> Обязательные задания:
1/ Выпишите из фрагмента о терминах Варрона все латинские термины, которыми он выражает понятие «речь».
2/ Подхватите фрагмент о терминах Варрона и напишите его продолжение, начиная сразу после последней приведённой фразы.

++++ Фрагмент документа ++++

Понятие «речь» Варрон выражает несколькими терминами - oratio, sermo, consuetudo,
(in) loquendo. Центральным, обобщающим, в этом случае является термин oratio,
имеющий наиболее абстрактное значение. Остальные же, обладая рядом нюансов и
обозначая разговорную (обиходную), обыденную (привычную) речь, а также процесс
(акт) речевой деятельности, являются отражением частных случаев.
Oratio Варрон связывает со словом os, oris ‘рот, уста’, что видно из
приводимой им самим этимологии данного слова: «…от [слова] ‘рот, уста’ произошли
и ‘говорить’, и ‘заканчивать речь’, и ‘уговаривать’, а также ‘речь’ и ‘поцелуй’…»
(…oro ab ore et perorat et exorat et oratio et orator et osculum dictum… - VI,
76).
По мнению Варрона, при произнесении речи люди должны исправлять ошибки, если
кто-то их допускает (IX: 9, 11). Наличие аналогии в этой сфере деятельности
обусловлено природой, которой в человеке заложена способность воспроизводить
речь (IX, 30). Интересно, что Ф. де Соссюр (Соссюр 1977: 48) также считает способность
к осуществлению речевой деятельности присущей людям от природы.
Одним из значений понятия oratio ‘речь, речевая деятельность’ у Варрона
является традиционное значение ‘возможность посредством речевой деятельности
выражать мысли’. В такой трактовке можно усмотреть влияние Аристотеля: «…мысль
- это то, что должно быть обеспечено речью…» (…'έστι
δε κατα την ταυτα 'όσα υπο του λόγου δει παρα σκευασθηναι…)

++++ Исходные данные ++++

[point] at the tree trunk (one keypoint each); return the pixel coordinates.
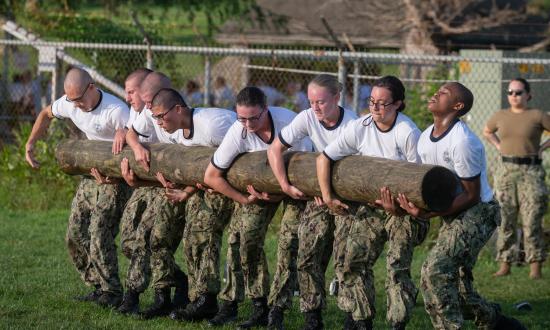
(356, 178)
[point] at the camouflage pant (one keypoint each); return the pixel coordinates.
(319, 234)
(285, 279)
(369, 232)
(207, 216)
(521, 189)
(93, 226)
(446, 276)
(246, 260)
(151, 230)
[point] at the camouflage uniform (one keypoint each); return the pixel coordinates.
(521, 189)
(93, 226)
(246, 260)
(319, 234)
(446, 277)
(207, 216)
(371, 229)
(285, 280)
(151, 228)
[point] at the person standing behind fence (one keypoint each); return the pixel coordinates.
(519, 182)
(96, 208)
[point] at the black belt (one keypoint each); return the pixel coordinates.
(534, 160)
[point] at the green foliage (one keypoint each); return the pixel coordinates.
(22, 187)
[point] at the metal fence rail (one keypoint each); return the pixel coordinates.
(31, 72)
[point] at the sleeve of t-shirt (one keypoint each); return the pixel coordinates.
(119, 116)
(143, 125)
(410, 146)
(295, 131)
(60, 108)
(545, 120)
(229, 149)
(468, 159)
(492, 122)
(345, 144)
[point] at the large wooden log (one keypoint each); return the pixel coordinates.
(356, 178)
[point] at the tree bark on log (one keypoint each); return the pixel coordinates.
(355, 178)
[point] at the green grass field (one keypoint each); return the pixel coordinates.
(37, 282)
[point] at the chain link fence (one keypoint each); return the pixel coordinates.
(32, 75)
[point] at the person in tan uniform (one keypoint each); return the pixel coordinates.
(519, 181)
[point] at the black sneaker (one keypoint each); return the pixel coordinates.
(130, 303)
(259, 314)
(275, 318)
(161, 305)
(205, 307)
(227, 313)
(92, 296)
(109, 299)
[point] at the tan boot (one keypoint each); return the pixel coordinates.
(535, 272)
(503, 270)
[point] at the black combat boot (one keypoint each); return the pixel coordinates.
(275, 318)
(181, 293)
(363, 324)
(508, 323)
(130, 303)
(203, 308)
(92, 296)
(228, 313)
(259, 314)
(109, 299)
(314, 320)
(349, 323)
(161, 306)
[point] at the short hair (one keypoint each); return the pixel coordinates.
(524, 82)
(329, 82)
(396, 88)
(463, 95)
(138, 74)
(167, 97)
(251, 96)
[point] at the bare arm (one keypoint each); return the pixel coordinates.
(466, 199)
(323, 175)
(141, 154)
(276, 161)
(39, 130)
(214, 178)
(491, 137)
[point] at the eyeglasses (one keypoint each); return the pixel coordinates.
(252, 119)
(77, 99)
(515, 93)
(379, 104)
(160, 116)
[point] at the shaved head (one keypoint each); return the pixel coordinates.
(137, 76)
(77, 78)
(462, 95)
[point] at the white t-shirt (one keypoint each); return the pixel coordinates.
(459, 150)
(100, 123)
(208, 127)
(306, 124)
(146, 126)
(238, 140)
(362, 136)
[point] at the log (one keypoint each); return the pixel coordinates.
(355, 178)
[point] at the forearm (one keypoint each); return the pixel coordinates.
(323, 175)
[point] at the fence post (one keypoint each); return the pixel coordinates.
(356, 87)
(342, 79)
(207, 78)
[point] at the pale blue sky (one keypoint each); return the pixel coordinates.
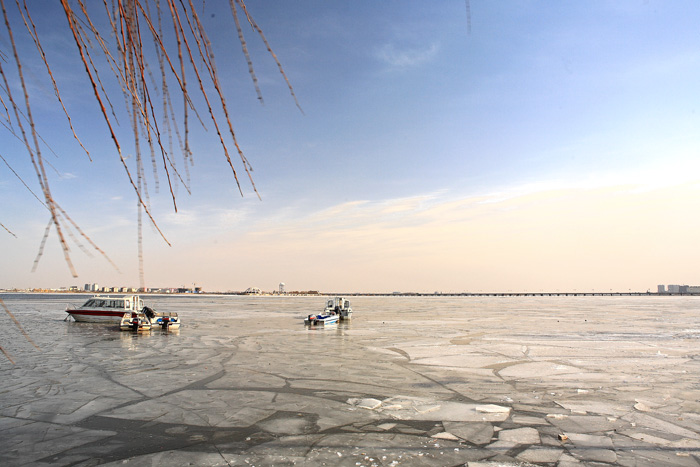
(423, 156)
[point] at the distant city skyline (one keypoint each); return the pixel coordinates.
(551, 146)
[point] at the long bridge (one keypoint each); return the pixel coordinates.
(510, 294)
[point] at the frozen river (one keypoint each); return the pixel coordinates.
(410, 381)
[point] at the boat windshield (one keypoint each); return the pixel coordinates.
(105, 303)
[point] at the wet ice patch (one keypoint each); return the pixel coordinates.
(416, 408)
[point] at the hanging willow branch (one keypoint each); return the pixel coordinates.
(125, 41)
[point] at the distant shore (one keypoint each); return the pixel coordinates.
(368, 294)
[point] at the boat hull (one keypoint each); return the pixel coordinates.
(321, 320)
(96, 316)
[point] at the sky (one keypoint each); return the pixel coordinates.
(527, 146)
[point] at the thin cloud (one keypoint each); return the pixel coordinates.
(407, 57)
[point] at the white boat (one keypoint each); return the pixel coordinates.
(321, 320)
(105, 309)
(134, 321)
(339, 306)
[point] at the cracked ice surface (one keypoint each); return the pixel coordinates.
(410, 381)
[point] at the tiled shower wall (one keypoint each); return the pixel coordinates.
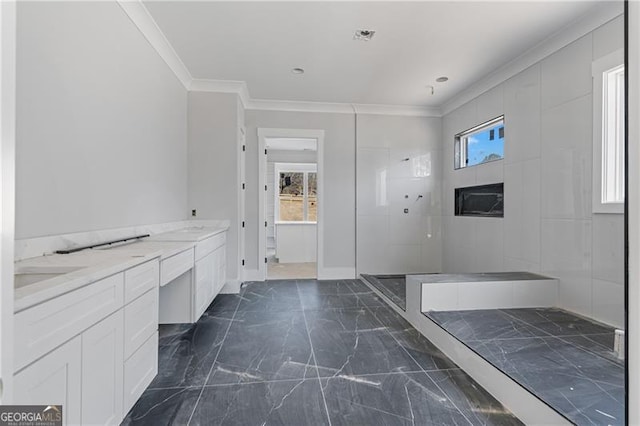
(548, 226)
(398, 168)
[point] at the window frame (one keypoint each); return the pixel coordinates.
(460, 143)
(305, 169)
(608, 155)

++++
++++ Исходные данные ++++

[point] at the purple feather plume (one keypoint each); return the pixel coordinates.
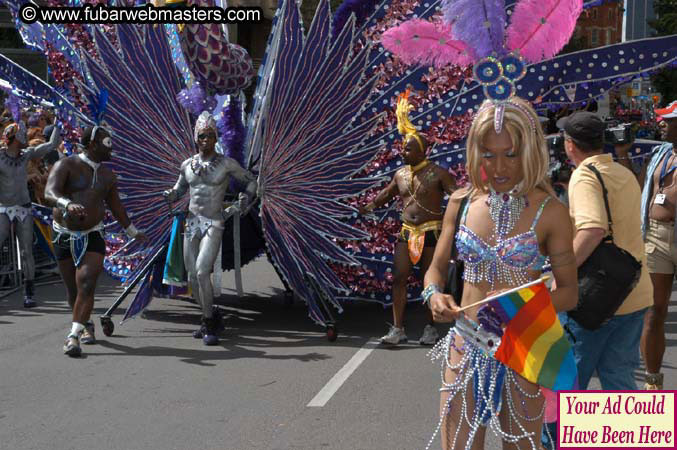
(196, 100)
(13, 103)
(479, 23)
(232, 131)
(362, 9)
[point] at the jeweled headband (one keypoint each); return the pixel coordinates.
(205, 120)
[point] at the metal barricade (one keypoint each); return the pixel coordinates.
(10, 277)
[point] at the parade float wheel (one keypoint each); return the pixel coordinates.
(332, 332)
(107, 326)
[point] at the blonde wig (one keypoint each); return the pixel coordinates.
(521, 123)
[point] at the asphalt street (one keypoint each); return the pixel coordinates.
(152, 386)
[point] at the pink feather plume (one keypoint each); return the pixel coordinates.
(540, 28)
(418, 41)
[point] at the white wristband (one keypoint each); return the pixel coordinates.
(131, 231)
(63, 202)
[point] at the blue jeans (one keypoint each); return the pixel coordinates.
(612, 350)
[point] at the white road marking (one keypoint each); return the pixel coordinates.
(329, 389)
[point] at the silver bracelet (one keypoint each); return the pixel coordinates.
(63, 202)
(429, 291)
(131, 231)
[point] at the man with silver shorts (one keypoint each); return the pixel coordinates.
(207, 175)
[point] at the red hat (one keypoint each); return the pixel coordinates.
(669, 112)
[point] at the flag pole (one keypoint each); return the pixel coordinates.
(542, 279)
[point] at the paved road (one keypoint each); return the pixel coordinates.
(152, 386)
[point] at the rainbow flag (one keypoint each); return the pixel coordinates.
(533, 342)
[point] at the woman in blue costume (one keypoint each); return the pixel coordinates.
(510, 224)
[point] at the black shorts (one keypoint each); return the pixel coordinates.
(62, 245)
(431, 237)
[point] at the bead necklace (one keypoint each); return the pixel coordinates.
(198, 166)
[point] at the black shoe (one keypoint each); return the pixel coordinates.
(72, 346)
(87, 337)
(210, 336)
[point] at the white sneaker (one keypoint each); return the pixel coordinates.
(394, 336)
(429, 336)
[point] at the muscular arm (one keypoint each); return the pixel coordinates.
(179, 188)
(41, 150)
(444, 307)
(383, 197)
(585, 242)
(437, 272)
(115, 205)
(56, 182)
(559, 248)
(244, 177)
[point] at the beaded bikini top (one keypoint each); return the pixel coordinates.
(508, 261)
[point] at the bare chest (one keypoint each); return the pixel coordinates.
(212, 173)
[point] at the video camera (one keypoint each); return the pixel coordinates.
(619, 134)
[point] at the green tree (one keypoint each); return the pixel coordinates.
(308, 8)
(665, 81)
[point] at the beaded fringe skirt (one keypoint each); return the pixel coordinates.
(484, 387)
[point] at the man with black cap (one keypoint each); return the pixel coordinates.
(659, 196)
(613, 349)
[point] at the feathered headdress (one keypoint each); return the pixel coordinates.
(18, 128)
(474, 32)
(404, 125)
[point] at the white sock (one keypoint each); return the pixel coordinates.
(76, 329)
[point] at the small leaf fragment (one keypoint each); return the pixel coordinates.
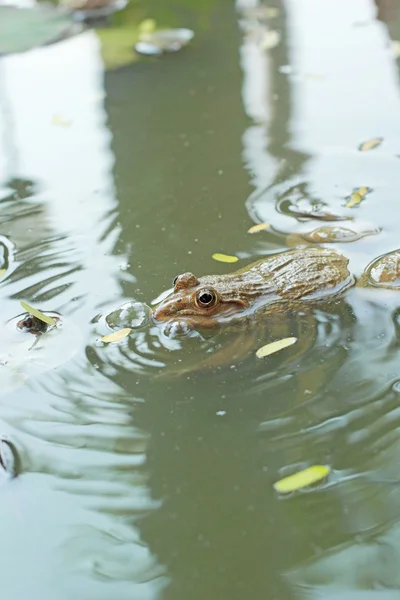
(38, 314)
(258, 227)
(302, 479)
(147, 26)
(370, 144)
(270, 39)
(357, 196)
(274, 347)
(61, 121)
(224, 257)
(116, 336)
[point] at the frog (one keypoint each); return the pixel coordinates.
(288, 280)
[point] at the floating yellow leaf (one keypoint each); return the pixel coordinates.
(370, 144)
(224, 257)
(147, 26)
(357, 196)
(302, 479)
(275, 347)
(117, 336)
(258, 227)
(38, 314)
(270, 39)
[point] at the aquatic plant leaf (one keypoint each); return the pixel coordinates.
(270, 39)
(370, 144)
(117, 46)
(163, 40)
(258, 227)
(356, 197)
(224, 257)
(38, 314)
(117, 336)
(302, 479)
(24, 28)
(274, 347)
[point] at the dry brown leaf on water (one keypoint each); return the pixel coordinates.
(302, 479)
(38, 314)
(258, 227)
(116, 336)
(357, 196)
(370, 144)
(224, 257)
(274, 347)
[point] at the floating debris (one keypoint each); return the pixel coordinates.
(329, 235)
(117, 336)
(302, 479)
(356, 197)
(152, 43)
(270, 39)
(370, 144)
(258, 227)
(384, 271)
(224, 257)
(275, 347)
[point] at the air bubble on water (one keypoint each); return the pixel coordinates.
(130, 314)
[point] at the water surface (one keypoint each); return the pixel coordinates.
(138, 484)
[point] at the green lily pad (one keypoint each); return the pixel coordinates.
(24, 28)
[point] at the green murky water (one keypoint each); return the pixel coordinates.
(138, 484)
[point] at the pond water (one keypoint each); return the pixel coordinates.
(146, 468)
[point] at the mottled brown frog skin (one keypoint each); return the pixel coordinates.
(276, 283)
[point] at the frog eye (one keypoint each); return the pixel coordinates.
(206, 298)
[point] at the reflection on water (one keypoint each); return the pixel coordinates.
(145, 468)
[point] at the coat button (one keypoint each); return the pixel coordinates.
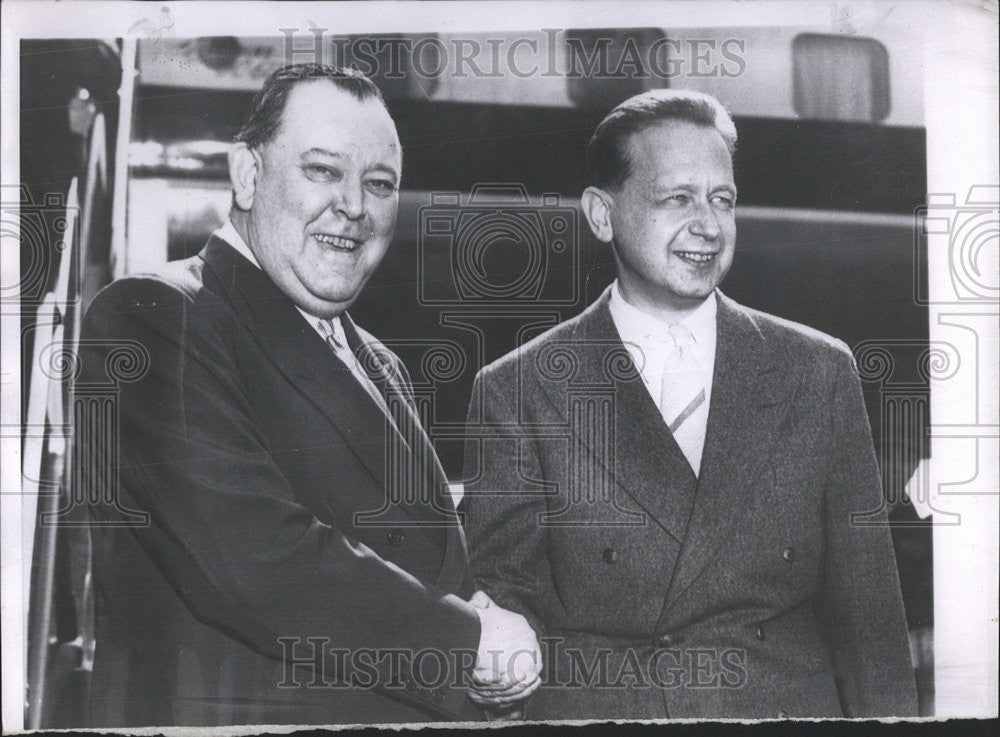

++++
++++ Исходные данные ++++

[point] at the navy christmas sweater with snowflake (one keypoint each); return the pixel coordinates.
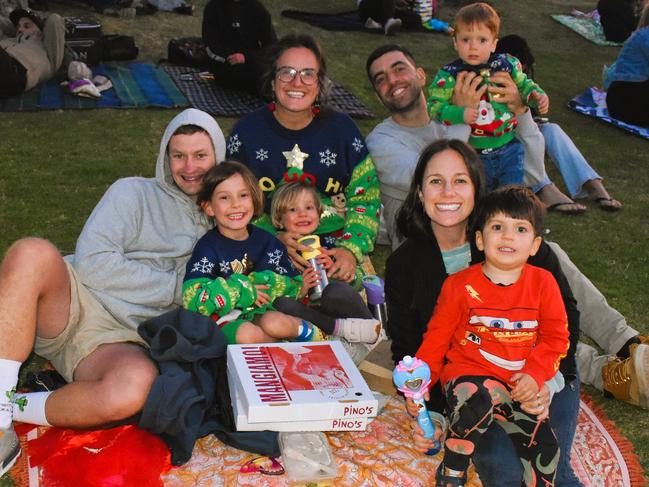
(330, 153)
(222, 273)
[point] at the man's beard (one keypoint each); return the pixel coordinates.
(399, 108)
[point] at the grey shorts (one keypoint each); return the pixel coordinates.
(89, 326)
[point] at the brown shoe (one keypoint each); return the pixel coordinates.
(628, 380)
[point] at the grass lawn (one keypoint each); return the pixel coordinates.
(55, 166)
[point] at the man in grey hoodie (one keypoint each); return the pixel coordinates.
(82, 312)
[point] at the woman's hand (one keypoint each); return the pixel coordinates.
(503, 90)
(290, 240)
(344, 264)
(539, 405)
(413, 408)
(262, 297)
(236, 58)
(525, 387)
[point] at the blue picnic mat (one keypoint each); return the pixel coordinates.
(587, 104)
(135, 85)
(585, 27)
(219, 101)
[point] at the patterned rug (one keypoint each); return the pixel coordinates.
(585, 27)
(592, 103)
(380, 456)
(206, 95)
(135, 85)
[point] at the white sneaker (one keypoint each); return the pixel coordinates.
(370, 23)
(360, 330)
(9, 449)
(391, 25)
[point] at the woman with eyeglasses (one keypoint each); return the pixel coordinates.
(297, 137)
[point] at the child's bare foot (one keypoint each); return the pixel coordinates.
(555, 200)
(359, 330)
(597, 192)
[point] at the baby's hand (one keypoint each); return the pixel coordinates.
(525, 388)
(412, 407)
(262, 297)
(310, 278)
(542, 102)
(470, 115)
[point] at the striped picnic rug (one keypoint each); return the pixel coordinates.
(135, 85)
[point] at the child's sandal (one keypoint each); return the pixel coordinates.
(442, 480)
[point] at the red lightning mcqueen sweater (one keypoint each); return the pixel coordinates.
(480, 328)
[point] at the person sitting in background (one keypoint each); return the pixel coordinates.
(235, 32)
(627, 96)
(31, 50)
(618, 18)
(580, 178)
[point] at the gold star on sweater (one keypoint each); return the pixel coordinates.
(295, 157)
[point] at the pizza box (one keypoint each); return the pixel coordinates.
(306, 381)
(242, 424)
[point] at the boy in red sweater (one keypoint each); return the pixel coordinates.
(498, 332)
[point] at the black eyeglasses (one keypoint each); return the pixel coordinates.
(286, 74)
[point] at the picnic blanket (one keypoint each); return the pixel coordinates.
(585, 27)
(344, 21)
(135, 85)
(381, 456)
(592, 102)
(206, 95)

++++

> Ответы к упражнениям:
1/ oratio, sermo, consuetudo, (in) loquendo

2/
(Aristot. Poet. 1456a36). Мы встречаем oratio в данном
значении в рассуждениях Варрона о риторических достоинствах
речи: «…всякая речь, так как должна быть направлена к пользе,
достигает таковой тогда, когда она ясная и краткая, к чему мы
стремимся, потому что, если оратор произносит речь непонятную и длинную, он вызывает ненависть. Ясной речь должна
быть, чтобы её могли понять, а краткой - чтобы её могли понять
быстро…» (…omnis oratio cum debeat dirigi ad utilitatem, ad quam
tum denique pervenit, si est aperta et brevis quae petimus, quod
obscurus et longus orator est odio, [et cum efficiat] aperta, ut
intellegatur,brevis, ut cito intellegatur…) (VIII, 26).
Однако, это не
единственное и не главное значение названного термина в трактате. Варрон
понимает «речь» более многогранно, чем это было принято предыдущими исследователями.
Кроме названного значения, oratio в учении Варрона приближается по значению к современному лингвистическому понятию
«язык». Анализ грамматических процессов, выведение закономерности этих процессов, их систематизация, разработка грамматической терминологии на латинском языке свидетельствуют
о том, что Варрон ставит перед собой задачу выстроить определённую
теоретическую модель, включающую в себя набор лексических средств, а также свод
грамматических правил и механизмов, которые обеспечивают возможность соединения этих
средств в предложение с целью выразить суждение. Можно
предположить, что у него уже формируется понимание «языка» как отдельного
объекта научного исследования. При таком подходе, «речь» (oratio) рассматривается Варроном как способ реализации на практике этой теоретической модели. Подобная
трактовка, на наш взгляд, может быть соотнесена с выводами Ф. де Соссюра (Соссюр
1977: 47) о том, что язык является важнейшей частью речевой деятельности и основанием для всех
прочих её проявлений.
При делении словарного состава языка Варрон, сохраняя
традицию, называет полученные группы частями речи - partes orationis (VIII: 11,
53; X, 7-8). Классификации частей речи у Аристотеля - μέρη της λέξεως (Poet.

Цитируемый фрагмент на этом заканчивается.